» Exercise requirements: Set out every line of the data below as a numbered list, skipping any blank lines.
start Source material
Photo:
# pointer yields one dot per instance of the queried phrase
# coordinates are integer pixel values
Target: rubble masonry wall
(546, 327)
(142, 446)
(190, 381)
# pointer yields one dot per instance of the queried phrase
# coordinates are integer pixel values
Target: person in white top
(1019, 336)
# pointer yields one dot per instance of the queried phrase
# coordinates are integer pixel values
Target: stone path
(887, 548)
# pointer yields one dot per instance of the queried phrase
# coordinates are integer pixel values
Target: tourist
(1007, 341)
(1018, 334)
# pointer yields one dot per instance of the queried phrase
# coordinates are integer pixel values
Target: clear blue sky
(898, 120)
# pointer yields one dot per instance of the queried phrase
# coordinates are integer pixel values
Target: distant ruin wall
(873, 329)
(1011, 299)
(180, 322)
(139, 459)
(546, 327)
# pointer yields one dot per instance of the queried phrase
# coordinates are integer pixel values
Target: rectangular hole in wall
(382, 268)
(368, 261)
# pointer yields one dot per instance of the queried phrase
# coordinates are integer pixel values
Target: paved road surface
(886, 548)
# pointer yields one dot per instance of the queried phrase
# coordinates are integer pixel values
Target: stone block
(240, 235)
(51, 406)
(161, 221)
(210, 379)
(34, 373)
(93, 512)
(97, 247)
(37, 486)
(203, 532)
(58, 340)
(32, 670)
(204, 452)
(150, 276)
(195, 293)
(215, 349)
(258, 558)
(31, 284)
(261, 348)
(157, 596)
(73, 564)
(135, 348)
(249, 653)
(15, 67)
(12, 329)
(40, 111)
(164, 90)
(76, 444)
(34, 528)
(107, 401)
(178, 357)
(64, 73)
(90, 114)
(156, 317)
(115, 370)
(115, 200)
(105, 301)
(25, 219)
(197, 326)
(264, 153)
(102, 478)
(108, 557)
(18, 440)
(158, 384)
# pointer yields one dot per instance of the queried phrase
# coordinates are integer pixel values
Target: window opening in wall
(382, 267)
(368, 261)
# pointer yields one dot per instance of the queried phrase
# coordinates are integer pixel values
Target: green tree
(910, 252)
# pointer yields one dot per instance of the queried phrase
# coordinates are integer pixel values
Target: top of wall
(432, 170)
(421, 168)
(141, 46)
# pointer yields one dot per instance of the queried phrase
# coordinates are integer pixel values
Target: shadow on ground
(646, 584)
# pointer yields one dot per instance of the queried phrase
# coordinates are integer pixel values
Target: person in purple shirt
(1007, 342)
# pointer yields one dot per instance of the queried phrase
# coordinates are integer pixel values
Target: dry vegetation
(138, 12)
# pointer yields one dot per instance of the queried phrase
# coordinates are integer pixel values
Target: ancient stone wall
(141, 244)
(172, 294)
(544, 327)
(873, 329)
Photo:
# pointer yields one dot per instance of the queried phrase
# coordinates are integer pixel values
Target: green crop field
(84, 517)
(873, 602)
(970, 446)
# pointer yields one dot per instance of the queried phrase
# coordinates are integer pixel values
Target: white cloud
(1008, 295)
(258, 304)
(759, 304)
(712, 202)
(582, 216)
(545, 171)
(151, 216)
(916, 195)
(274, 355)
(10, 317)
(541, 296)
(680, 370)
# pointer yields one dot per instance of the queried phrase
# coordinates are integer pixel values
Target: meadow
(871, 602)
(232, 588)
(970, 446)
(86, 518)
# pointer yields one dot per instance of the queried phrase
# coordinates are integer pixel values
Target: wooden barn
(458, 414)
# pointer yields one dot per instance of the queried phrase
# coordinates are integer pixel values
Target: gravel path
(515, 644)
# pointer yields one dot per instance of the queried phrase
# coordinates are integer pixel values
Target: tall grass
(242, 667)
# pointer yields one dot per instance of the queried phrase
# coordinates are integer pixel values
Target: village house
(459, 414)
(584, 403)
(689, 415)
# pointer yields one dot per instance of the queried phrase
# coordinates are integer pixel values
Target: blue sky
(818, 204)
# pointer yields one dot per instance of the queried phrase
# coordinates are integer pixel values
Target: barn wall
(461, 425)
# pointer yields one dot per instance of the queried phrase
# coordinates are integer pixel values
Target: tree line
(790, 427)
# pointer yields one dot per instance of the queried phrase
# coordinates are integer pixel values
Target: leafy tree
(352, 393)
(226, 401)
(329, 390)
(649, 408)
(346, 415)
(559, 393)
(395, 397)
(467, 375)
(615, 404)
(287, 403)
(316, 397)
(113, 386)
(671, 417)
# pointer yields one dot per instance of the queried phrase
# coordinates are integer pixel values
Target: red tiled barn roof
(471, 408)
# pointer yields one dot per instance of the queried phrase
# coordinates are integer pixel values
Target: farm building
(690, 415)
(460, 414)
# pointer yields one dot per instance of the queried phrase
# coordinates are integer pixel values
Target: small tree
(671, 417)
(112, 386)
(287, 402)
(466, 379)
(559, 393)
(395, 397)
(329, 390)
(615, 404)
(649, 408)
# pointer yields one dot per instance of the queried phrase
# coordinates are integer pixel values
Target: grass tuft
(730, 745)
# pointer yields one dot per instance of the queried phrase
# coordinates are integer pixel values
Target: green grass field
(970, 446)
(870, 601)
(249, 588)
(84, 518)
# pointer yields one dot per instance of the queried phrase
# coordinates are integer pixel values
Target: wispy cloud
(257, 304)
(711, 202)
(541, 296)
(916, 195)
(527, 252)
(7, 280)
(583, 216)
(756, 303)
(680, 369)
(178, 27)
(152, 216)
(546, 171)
end Source material
» Task solution:
1. Photo:
2. # pointer yields one dot per instance of the queried phrase
3. # coordinates are integer pixel values
4. Target: rubble masonry wall
5. (546, 327)
6. (142, 446)
7. (190, 381)
8. # pointer yields one dot per instance of the queried phrase
9. # coordinates are integer pixel values
10. Target: person in white top
11. (1019, 336)
12. # pointer yields one dot per instance of the queried phrase
13. # coordinates are integer pixel values
14. Target: stone path
15. (887, 548)
16. # pointer yields one dot per instance of the queried phrase
17. # coordinates are integer pixel values
18. Target: tourist
19. (1007, 341)
20. (1018, 334)
21. # pointer yields one dot per instance of the queried phrase
22. # coordinates are integer pixel values
23. Target: clear blue sky
24. (898, 120)
25. # pointer yields one dot per instance of the queried phrase
26. # coordinates are integer pixel values
27. Target: distant ruin wall
28. (873, 329)
29. (1011, 299)
30. (180, 322)
31. (139, 459)
32. (546, 327)
33. # pointer yields one dot per instance of the queried phrase
34. # coordinates are integer pixel values
35. Target: rectangular hole in wall
36. (382, 268)
37. (368, 261)
38. # pointer yields one dot per instance of the queried phrase
39. # coordinates are integer pixel values
40. Target: paved road surface
41. (886, 548)
42. # pointer yields one dot per instance of the queried phrase
43. # coordinates are integer pixel values
44. Target: stone block
45. (240, 235)
46. (51, 406)
47. (161, 221)
48. (210, 379)
49. (34, 373)
50. (93, 512)
51. (97, 247)
52. (37, 486)
53. (203, 532)
54. (58, 340)
55. (32, 670)
56. (204, 452)
57. (150, 276)
58. (195, 293)
59. (215, 349)
60. (258, 558)
61. (31, 284)
62. (261, 348)
63. (157, 596)
64. (73, 564)
65. (135, 348)
66. (249, 653)
67. (15, 67)
68. (12, 329)
69. (40, 111)
70. (164, 90)
71. (76, 444)
72. (34, 528)
73. (107, 401)
74. (178, 357)
75. (64, 73)
76. (90, 114)
77. (156, 317)
78. (115, 370)
79. (115, 200)
80. (105, 301)
81. (25, 219)
82. (197, 326)
83. (264, 153)
84. (102, 478)
85. (108, 557)
86. (18, 440)
87. (158, 384)
88. # pointer yields one dot per instance of the queried phrase
89. # coordinates are integer pixel values
90. Target: window opening in wall
91. (382, 267)
92. (368, 261)
93. # pointer yields one dot per instance of the queried phrase
94. # coordinates are integer pixel values
95. Target: green tree
96. (910, 252)
97. # pointer yields one dot per instance of the queried phrase
98. # coordinates are integer pixel values
99. Target: top of wall
100. (432, 170)
101. (421, 168)
102. (141, 46)
103. # pointer yields one dot per instance of the queried phrase
104. # coordinates are integer pixel values
105. Target: shadow on ground
106. (646, 584)
107. # pointer yields one dot per instance of the queried phrase
108. # coordinates are integer pixel values
109. Target: person in purple shirt
110. (1007, 342)
111. # pointer yields one dot per instance of the queried phrase
112. # coordinates are integer pixel values
113. Target: dry vegetation
114. (138, 12)
115. # pointer yields one dot per instance of the queried phrase
116. # coordinates are integer pixel values
117. Target: ancient stone wall
118. (141, 244)
119. (172, 294)
120. (544, 327)
121. (873, 329)
122. Photo:
123. # pointer yields one dot per instance of the queried phrase
124. # coordinates are integer pixel values
125. Target: green crop field
126. (84, 517)
127. (873, 602)
128. (970, 446)
129. # pointer yields one dot per instance of the queried phrase
130. # coordinates are integer pixel values
131. Target: white cloud
132. (1008, 295)
133. (258, 304)
134. (759, 304)
135. (712, 202)
136. (582, 216)
137. (545, 171)
138. (151, 216)
139. (916, 195)
140. (274, 355)
141. (10, 317)
142. (541, 296)
143. (680, 370)
144. # pointer yields one dot per instance of the queried phrase
145. # coordinates are integer pixel values
146. Target: meadow
147. (871, 602)
148. (232, 588)
149. (970, 446)
150. (86, 518)
151. # pointer yields one dot per instance of the queried phrase
152. # coordinates are integer pixel values
153. Target: wooden barn
154. (458, 414)
155. # pointer yields one dot per instance of the queried phrase
156. # coordinates are integer pixel values
157. Target: gravel path
158. (515, 644)
159. # pointer yields one dot per instance of the queried phrase
160. # coordinates are integer pixel values
161. Target: tall grass
162. (242, 667)
163. # pointer yields one dot per instance of the queried phrase
164. # coordinates are integer pixel values
165. Target: village house
166. (459, 414)
167. (584, 403)
168. (689, 415)
169. # pointer yields one dot per instance of the queried phrase
170. # coordinates are integer pixel values
171. Target: blue sky
172. (818, 204)
173. # pointer yields one dot per instance of the queried phrase
174. # coordinates are integer pixel values
175. Target: barn wall
176. (461, 425)
177. # pointer yields one dot per instance of the queried phrase
178. # coordinates are integer pixel values
179. Target: tree line
180. (790, 427)
181. # pointer yields one dot per instance of the queried phrase
182. # coordinates are integer pixel values
183. Target: leafy tree
184. (352, 393)
185. (226, 401)
186. (329, 390)
187. (649, 408)
188. (346, 415)
189. (559, 393)
190. (395, 397)
191. (467, 375)
192. (615, 404)
193. (287, 403)
194. (316, 397)
195. (113, 386)
196. (671, 417)
197. # pointer yields one dot per instance of the queried phrase
198. # coordinates are integer pixel values
199. Target: red tiled barn roof
200. (471, 408)
201. # pointer yields one dot per instance of the queried phrase
202. # coordinates are integer pixel values
203. Target: farm building
204. (690, 415)
205. (460, 414)
206. # pointer yields one dot per instance of the queried phrase
207. # coordinates are integer pixel values
208. Target: small tree
209. (671, 417)
210. (112, 386)
211. (287, 402)
212. (466, 379)
213. (559, 393)
214. (395, 397)
215. (329, 390)
216. (615, 404)
217. (649, 408)
218. # pointer yields one dot per instance of the queried phrase
219. # coordinates are integer pixel values
220. Target: grass tuft
221. (730, 745)
222. # pointer yields one dot per instance of the queried phrase
223. # coordinates are integer pixel values
224. Target: green grass field
225. (970, 446)
226. (870, 601)
227. (249, 588)
228. (84, 518)
229. # pointer yields one dot per instance of the queried phrase
230. # coordinates are integer pixel values
231. Target: wispy cloud
232. (257, 304)
233. (711, 202)
234. (541, 296)
235. (916, 195)
236. (527, 252)
237. (7, 280)
238. (583, 216)
239. (756, 303)
240. (680, 369)
241. (178, 27)
242. (152, 216)
243. (546, 171)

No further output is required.